* **Assigned task**: The pictures must be left out, while the rest of the data is copied exactly.

Image-grounded pointing data:
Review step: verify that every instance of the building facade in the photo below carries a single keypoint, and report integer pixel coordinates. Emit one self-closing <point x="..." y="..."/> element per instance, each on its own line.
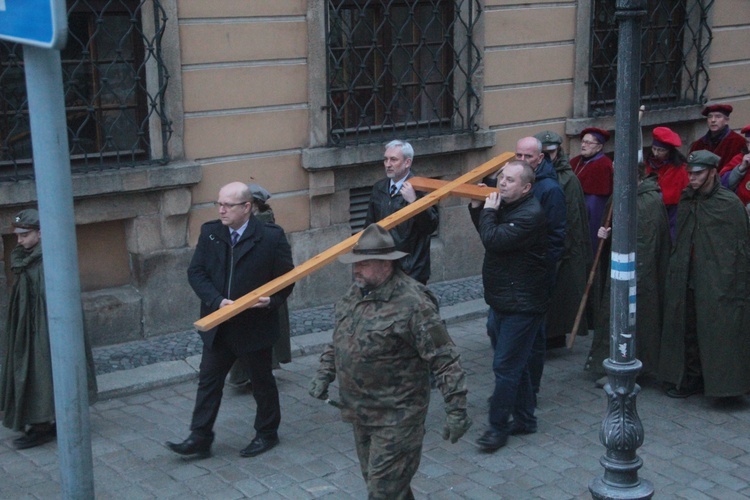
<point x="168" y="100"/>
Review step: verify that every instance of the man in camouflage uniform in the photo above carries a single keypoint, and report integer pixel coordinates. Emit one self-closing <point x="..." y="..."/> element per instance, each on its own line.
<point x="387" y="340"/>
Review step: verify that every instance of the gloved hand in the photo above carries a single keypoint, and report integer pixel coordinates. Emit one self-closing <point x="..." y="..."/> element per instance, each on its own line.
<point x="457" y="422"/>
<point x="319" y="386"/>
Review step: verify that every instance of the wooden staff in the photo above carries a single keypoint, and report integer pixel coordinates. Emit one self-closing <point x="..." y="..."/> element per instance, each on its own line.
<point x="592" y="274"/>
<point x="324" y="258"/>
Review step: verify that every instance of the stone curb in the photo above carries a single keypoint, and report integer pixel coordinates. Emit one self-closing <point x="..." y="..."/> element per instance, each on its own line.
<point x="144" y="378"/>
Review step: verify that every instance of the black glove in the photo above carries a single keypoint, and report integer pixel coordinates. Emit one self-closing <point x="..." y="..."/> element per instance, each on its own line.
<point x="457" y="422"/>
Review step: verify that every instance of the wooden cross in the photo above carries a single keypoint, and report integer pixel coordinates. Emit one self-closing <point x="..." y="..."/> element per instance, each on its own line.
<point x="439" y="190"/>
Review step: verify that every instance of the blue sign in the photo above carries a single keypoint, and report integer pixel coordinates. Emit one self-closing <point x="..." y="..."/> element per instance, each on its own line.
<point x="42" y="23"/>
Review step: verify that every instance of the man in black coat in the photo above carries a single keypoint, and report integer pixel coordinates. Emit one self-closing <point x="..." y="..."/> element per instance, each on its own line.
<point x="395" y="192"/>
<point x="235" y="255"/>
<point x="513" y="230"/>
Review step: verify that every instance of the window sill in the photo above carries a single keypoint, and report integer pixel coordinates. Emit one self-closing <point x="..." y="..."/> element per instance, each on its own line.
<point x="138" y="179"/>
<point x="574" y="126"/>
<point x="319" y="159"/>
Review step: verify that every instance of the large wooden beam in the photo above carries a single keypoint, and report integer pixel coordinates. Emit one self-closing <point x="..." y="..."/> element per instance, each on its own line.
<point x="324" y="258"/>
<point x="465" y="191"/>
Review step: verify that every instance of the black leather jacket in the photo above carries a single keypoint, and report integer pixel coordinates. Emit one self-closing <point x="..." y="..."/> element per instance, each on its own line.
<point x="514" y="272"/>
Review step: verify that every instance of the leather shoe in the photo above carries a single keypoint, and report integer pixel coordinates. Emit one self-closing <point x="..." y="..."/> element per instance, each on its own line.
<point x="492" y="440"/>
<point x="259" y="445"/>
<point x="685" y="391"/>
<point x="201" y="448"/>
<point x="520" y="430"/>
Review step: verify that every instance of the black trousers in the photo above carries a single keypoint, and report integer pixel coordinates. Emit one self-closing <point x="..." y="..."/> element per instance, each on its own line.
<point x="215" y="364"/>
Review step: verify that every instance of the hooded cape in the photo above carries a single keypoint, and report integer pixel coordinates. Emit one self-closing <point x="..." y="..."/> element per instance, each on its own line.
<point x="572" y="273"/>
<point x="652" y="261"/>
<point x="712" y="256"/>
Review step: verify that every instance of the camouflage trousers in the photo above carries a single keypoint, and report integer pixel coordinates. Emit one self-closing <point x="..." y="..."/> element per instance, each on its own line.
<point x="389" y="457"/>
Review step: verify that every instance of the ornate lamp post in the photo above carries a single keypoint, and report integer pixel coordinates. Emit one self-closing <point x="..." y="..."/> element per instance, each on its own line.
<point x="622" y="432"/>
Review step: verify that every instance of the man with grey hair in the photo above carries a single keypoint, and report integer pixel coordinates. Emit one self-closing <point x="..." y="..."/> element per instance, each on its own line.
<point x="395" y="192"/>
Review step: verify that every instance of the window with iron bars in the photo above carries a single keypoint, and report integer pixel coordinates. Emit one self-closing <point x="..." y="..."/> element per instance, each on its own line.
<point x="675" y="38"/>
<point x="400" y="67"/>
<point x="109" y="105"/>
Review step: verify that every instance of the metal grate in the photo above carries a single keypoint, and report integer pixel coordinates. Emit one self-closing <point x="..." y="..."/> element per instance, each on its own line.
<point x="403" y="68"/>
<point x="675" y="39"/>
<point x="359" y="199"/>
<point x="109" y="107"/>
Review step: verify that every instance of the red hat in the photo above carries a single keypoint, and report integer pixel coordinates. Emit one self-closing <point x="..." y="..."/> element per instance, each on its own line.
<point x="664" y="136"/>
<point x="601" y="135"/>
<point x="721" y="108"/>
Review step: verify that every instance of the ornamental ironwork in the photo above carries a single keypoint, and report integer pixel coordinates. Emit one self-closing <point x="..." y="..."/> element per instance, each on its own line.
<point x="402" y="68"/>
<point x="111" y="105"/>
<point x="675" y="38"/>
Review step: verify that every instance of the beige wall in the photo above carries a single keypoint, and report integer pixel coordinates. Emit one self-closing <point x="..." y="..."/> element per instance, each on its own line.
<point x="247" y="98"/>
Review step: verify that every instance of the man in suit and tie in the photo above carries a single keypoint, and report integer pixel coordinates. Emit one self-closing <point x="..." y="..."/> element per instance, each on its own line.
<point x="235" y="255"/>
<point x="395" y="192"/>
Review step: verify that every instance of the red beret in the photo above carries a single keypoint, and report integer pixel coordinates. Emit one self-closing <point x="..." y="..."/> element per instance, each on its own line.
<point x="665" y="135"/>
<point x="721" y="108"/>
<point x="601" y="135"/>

* **Exercise result**:
Review step: verify that every instance of the building facade in the photo below carries a single keypoint, and report integer pixel coordinates. Emit one self-closing <point x="..." y="..."/> element per instance, each on its own line.
<point x="168" y="100"/>
Review step: verify that every instance of the man in camouflage uniform in the photo above carries a single keypoint, and report integer pixel coordinates. Emit one self-closing <point x="..." y="..."/> element per instance, each on its own line.
<point x="387" y="340"/>
Review step: verify that every instance of the gloved hand in the photo above carries a single keypoint, and report integer pixel coordinates. Emit one self-closing <point x="..." y="..."/> element per instance, each on its own line.
<point x="457" y="422"/>
<point x="319" y="386"/>
Review step: verify that every instance of the wooden staff in the photo above carries a single keypoint, and report integer pixel coordinates. Emit one self-closing <point x="..." y="..."/> element per instance, each on its own line.
<point x="592" y="274"/>
<point x="324" y="258"/>
Review step: verify that every instance of the stone curb in the photo above carries a single keypoint, and report integer pixel coordinates. Emit one self-closing <point x="..." y="..."/> element per instance, each on its own line.
<point x="144" y="378"/>
Review step: verify that every instance of the black glove in the photo above carries a single keypoint, and report integer pixel coordinates. Emit one self-closing <point x="..." y="..."/> element per instance, each on its own line.
<point x="457" y="422"/>
Review step: verify that every instance of the wooden cross in the photo above carries a single keypoint, and report integer pixel coordinates. Emit one self-closing <point x="..." y="..."/> element per instance, each on its own line.
<point x="439" y="190"/>
Review step: verify that every instance of the blue sign in the photo above carries a single keypoint, and report integer pixel coordinates. Emit one self-closing <point x="..." y="..."/> element per instance, each on its own line.
<point x="42" y="23"/>
Review step: verify that every instance of the man in black coat in the photo above carries a single keypoint, and report integer pixel coordinates. Emit one self-closing <point x="..." y="..."/> element per instance, each on its own line.
<point x="395" y="192"/>
<point x="235" y="255"/>
<point x="513" y="230"/>
Review step: verify that every instance of the window sill in the photo above carries a single keypoint, and report integer pixel coordinates. Emit one self-closing <point x="..." y="..."/> element per instance, each on its own line.
<point x="138" y="179"/>
<point x="574" y="126"/>
<point x="319" y="159"/>
Review step: verify that every instance of the large wooden beam in the photo above carries a single keypoint, and report integer pixel coordinates. Emit one self-closing <point x="..." y="..."/> element per instance, each on its own line.
<point x="324" y="258"/>
<point x="465" y="191"/>
Review step: verify that every instance of the black leather jacket in the photo above carries a single keypoint, and report integer pixel coordinates. Emit one self-closing <point x="..." y="..."/> element per instance, each on its own line.
<point x="514" y="272"/>
Review step: verify that every instance of the leather shoe in the photo above carries a single keypoint, and report integer pixel coordinates. Emit one self-closing <point x="..." y="..."/> element per instance, each on its own line.
<point x="492" y="440"/>
<point x="259" y="445"/>
<point x="685" y="391"/>
<point x="201" y="448"/>
<point x="520" y="430"/>
Review step: verify that every instance of the black trousers in the photo above carries a single keypoint, and report integer pixel coordinates. Emit one self-closing <point x="..." y="..."/> element per instance, each on its own line.
<point x="215" y="364"/>
Review step: verify that every instance of the hooded cape in the photo above carries a single keypoint, and report integer pixel coordinates. Emit one self-closing <point x="..." y="..."/> element per instance, each on its own line.
<point x="572" y="273"/>
<point x="652" y="261"/>
<point x="712" y="256"/>
Review step: verify that every instance of the camouflage trousers in the photo above carries a single keypoint, and report integer pixel coordinates. Emit one self-closing <point x="..." y="..."/> element per instance, each on its own line.
<point x="389" y="457"/>
Review step: verify that every instance of the ornate lamp post in the photo above carries a single keypoint, and report integer pixel coordinates. Emit one self-closing <point x="..." y="..."/> element per instance, each on its own line.
<point x="622" y="432"/>
Review step: verify that every instance of the man with grey hair in the photo above carries a single keypoint, and report integer pixel coordinates. Emit one self-closing <point x="..." y="..."/> element per instance, each on its own line.
<point x="395" y="192"/>
Review step: verify that every instance of the window with iron bars in the photo above carries a single keypoint, and report integer pixel coordinates. Emit one self-closing <point x="..." y="..."/> element per instance, each on its own line.
<point x="675" y="38"/>
<point x="400" y="67"/>
<point x="109" y="105"/>
Review step: verify that every instance of the metal grate in the photo above carries a single keypoint, and report integer pixel coordinates. Emit one self-closing <point x="..." y="..."/> element per instance, each on its own line.
<point x="403" y="68"/>
<point x="675" y="39"/>
<point x="359" y="199"/>
<point x="109" y="107"/>
Review step: verify that every instance of the red hat in the photo above carries a single keypoint, and report integer pixel coordinates. Emit one self-closing <point x="..." y="..."/> element per instance, each on its own line.
<point x="664" y="136"/>
<point x="601" y="135"/>
<point x="721" y="108"/>
Review step: verify that every instance of the ornamental ironwork in the photo above carries a single keypoint, and report integer pixel coordinates. Emit one self-closing <point x="..." y="..."/> element per instance, each on its own line.
<point x="402" y="68"/>
<point x="111" y="105"/>
<point x="675" y="38"/>
Review step: verify that every instance of the beige wall in the photo above carries a single keypoint, and report integer pixel coordinates. Emit one self-closing <point x="..." y="..."/> element per instance, each on its own line.
<point x="247" y="98"/>
Review step: verify that every instance of the man in suit and tie in the photo above carries a single keypoint, and report integer pixel coordinates. Emit one self-closing <point x="..." y="..."/> element per instance, each on its own line.
<point x="235" y="255"/>
<point x="395" y="192"/>
Review step: verify that every instance of the red beret in the photo above carries a single keypoint, and report integer pixel coordinates. Emit one self-closing <point x="..." y="..."/> element per instance, each on its own line.
<point x="665" y="135"/>
<point x="721" y="108"/>
<point x="601" y="135"/>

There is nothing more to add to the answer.